### What is being asked
Give back the records that follow exactly, images excluded.

### Data for the task

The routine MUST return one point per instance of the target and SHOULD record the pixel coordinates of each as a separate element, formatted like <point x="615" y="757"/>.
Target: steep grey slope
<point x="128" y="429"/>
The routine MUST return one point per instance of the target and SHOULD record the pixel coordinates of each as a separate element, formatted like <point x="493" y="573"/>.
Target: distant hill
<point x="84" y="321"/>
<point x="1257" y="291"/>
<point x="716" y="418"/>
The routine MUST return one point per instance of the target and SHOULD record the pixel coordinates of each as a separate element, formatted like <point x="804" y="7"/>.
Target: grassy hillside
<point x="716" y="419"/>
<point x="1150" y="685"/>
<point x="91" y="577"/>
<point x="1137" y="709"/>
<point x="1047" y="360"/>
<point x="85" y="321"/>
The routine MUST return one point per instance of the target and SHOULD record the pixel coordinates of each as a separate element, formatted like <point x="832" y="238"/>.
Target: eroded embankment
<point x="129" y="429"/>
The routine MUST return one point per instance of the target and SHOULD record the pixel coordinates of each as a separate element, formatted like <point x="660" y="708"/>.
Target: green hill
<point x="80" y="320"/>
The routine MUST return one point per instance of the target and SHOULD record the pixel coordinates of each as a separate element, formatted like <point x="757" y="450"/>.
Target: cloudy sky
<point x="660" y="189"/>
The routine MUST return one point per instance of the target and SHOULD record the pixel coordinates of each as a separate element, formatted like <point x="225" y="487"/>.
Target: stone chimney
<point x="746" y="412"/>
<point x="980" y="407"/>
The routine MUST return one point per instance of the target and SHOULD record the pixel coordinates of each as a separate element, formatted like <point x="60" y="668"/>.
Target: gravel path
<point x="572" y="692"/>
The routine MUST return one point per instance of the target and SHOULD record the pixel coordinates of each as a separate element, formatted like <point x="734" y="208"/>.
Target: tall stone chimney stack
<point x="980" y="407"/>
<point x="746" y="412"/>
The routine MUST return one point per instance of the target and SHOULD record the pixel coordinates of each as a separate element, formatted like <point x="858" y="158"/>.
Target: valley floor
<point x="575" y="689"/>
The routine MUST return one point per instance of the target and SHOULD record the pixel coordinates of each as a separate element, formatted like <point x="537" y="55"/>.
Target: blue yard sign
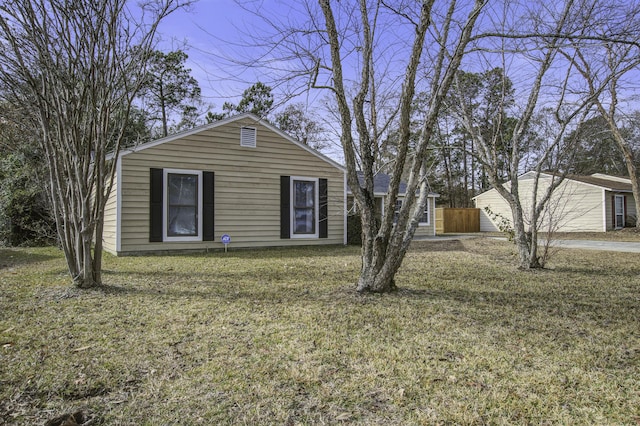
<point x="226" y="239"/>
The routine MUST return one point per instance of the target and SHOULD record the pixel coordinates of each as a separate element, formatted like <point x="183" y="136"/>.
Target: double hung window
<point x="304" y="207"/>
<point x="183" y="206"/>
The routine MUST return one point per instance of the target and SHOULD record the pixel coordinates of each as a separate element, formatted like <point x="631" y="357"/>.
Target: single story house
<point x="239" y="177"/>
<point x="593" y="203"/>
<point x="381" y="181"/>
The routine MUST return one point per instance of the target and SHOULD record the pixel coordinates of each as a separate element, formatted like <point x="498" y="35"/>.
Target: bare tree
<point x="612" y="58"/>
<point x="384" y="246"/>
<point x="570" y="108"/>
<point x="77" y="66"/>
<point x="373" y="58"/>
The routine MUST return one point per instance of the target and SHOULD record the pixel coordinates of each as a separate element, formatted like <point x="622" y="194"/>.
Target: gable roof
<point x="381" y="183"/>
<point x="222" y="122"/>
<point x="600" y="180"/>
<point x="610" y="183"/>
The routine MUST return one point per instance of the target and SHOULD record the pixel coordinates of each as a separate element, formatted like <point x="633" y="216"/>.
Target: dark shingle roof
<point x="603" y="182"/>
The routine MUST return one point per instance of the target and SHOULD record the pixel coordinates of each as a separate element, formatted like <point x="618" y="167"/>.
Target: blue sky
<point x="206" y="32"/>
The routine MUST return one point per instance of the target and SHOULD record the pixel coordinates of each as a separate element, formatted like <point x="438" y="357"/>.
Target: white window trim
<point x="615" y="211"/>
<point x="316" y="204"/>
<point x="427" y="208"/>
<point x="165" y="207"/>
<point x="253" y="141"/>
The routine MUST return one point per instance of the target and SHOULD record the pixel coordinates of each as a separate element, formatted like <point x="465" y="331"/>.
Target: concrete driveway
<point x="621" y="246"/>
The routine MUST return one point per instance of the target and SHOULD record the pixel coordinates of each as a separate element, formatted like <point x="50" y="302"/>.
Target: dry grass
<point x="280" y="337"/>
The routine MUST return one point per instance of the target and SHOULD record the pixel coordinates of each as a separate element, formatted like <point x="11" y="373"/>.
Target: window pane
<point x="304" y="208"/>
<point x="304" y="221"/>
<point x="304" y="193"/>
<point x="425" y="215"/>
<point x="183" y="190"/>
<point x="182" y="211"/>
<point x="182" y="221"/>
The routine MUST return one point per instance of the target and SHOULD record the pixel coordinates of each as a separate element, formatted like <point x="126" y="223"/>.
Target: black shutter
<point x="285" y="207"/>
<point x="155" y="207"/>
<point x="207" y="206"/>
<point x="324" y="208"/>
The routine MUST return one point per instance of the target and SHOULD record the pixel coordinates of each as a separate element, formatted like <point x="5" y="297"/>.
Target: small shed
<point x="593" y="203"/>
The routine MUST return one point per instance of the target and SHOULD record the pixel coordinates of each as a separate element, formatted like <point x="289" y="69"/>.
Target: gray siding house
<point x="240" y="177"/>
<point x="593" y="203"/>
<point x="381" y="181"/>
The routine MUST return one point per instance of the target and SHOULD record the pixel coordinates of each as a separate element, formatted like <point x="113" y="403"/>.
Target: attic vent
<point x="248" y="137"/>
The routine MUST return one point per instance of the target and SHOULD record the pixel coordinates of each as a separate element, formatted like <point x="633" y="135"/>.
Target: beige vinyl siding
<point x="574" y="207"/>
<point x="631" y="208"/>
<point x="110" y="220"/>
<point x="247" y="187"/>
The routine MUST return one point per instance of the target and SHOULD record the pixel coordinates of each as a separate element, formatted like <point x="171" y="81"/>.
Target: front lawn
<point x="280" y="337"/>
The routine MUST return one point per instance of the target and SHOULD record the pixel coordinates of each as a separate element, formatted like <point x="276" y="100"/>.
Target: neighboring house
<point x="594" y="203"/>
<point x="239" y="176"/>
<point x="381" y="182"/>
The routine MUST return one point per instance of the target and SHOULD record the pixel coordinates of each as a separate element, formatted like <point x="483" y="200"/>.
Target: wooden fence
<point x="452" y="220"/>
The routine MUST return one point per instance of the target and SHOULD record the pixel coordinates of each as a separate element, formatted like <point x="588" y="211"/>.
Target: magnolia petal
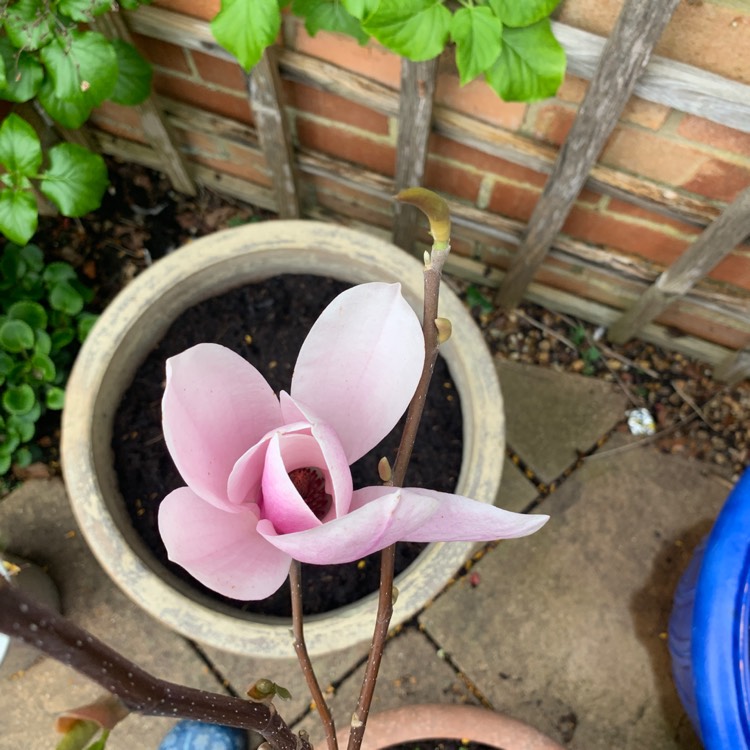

### Response
The routine MUST return one point per instance of the target and SHOULD record the pixel coordinates of each as a separate element, formatted like <point x="615" y="757"/>.
Target: steep grey slope
<point x="128" y="429"/>
The routine MUST return one point per instance of the target and SHOULD record the pixel coordinates of each as a separate element, formatted like <point x="493" y="573"/>.
Target: distant hill
<point x="84" y="321"/>
<point x="1257" y="291"/>
<point x="716" y="418"/>
The routine MUST return one point per instance of the target and SHOULD record the pixel coordinates of each as a separate element, formatted like <point x="804" y="7"/>.
Target: grassy hillside
<point x="716" y="419"/>
<point x="1150" y="685"/>
<point x="91" y="577"/>
<point x="1137" y="709"/>
<point x="1047" y="360"/>
<point x="85" y="321"/>
The routine MUST return one point per instance of the target and SHOULD record the pixel coordinates of each as a separate element, formatted like <point x="832" y="238"/>.
Target: eroded embankment
<point x="129" y="429"/>
The routine MUST return one point per instance of the target and SHOULD record the pixel coordinates of each as a separate element, formatted like <point x="660" y="708"/>.
Target: green hill
<point x="80" y="320"/>
The routine MUST return one point per instance of the target and SHOULD record the pixel coordinates of each as a separate element, formatted like <point x="757" y="450"/>.
Target: cloudy sky
<point x="660" y="189"/>
The routine MUST return one point per instance of the target and SHOULD record the pixel coordinates of each as a separate element, formatted like <point x="225" y="487"/>.
Target: stone chimney
<point x="746" y="412"/>
<point x="980" y="407"/>
The routine MUST return one point per instance of the target and SHOULD record the pixel coordinates of each as a separate element, formatted like <point x="60" y="668"/>.
Target: gravel path
<point x="572" y="692"/>
The routine MUST return one point per instance of the target and SHOULD record the pixel coordinates of each as a separate element, formatted like <point x="734" y="208"/>.
Target: tall stone chimney stack
<point x="980" y="407"/>
<point x="746" y="412"/>
The routine MUST return one point per instance of the target and SHOULD record the pixel coordinates of each as a separate element, formatted like <point x="858" y="158"/>.
Target: valley floor
<point x="575" y="689"/>
The routine MUST return one point per instance of the target and SHOULD record the pixel coordinates of each as a separate element, formatted like <point x="537" y="55"/>.
Target: blue yard sign
<point x="226" y="239"/>
The routine MUST return one point per instance of the target and SHOULD record the pixel coordinates of each as a separate element, formatted like <point x="183" y="136"/>.
Target: double hung window
<point x="304" y="207"/>
<point x="183" y="206"/>
The routine MUST return one point per instance of the target and SHOULD record the pixel coordinates of each as a separate element, formatted like <point x="631" y="357"/>.
Target: single story house
<point x="239" y="177"/>
<point x="593" y="203"/>
<point x="381" y="181"/>
The routine MUST return one point per instance of the target and SHOULD record the pixel coordinates of each as a separate element, formatted like <point x="498" y="35"/>.
Target: bare tree
<point x="612" y="58"/>
<point x="384" y="246"/>
<point x="570" y="108"/>
<point x="77" y="66"/>
<point x="373" y="58"/>
The routine MUST return one point per instance of the target and SHOULD record the pixel coordinates of each as a separate element, formatted like <point x="622" y="194"/>.
Target: gable roof
<point x="381" y="183"/>
<point x="222" y="122"/>
<point x="600" y="180"/>
<point x="610" y="183"/>
The routine MUST return one point per instance of the target and SHOULD record the pixel coordinates of each as a separate element, formatted like <point x="633" y="216"/>.
Target: dark shingle roof
<point x="603" y="182"/>
The routine MUST return one point per instance of the target and SHOULD record the pixel coordinates of each as a separate element, formatted like <point x="618" y="167"/>.
Target: blue sky
<point x="206" y="32"/>
The routine MUST return one point per instance of the target and SHOULD record the pixel coordinates of each as a separate element, formatted like <point x="438" y="357"/>.
Target: white window trim
<point x="615" y="211"/>
<point x="316" y="204"/>
<point x="427" y="208"/>
<point x="165" y="207"/>
<point x="253" y="141"/>
The routine MUST return one point per instance of the target and SHOULD record the pixel coordinates of each as a separate element, formatted like <point x="465" y="331"/>.
Target: concrete driveway
<point x="621" y="246"/>
The routine MUST return one point per instance of the target and SHOULD record the pixel coordinates of each as a separate element, formatted like <point x="50" y="302"/>.
Target: dry grass
<point x="280" y="337"/>
The routine MUST return one point per instance of the target and SHOULD record the pixel coordinates of each as a separate element, formatted like <point x="11" y="373"/>.
Target: window pane
<point x="304" y="208"/>
<point x="304" y="221"/>
<point x="304" y="193"/>
<point x="425" y="215"/>
<point x="183" y="190"/>
<point x="182" y="211"/>
<point x="182" y="221"/>
The routine MUST return one point per instance of the target and SHOULD record the pixel coordinates of each as a separate element, formatted like <point x="126" y="223"/>.
Target: black shutter
<point x="285" y="207"/>
<point x="155" y="207"/>
<point x="207" y="206"/>
<point x="324" y="208"/>
The routine MUST return one point per instance of the target and SHOULD record the pixel coordinates of each as a separate element, formatted like <point x="5" y="297"/>.
Target: small shed
<point x="593" y="203"/>
The routine MUST return one point per instance of the target and SHOULD record the pixel coordinates of each as a separate element, formatted like <point x="289" y="69"/>.
Target: gray siding house
<point x="240" y="177"/>
<point x="593" y="203"/>
<point x="381" y="181"/>
The routine MUST return one point per instance of the target and SHOULD record the pixel coordinates of each as a separate element, formatted like <point x="113" y="403"/>.
Target: attic vent
<point x="248" y="137"/>
The routine MUST return one point per instance of the target and SHOULD record the pixel coordinates of each as a separate element, formatted like <point x="633" y="135"/>.
Target: beige vinyl siding
<point x="574" y="207"/>
<point x="631" y="208"/>
<point x="110" y="220"/>
<point x="247" y="187"/>
The routine MUST return one point per instance of the target and SHOULD record the pixel coordinates of each as a separate element, formatted like <point x="171" y="81"/>.
Target: front lawn
<point x="280" y="337"/>
The routine MUST return one point per instance of the target and SHOULD record the pixel coordinates of each as a separate element, formatted like <point x="276" y="100"/>.
Target: neighboring house
<point x="594" y="203"/>
<point x="239" y="176"/>
<point x="381" y="182"/>
The routine MUST return one point per instance of the target and SHOULD record the pixel coordinates of each as a separate element, formatted like <point x="483" y="200"/>.
Target: wooden fence
<point x="452" y="220"/>
The routine MUST return one point per instance of the target and SHOULD record the pixel coordinates of each as a separate element, formatted like <point x="588" y="211"/>.
Target: magnolia petal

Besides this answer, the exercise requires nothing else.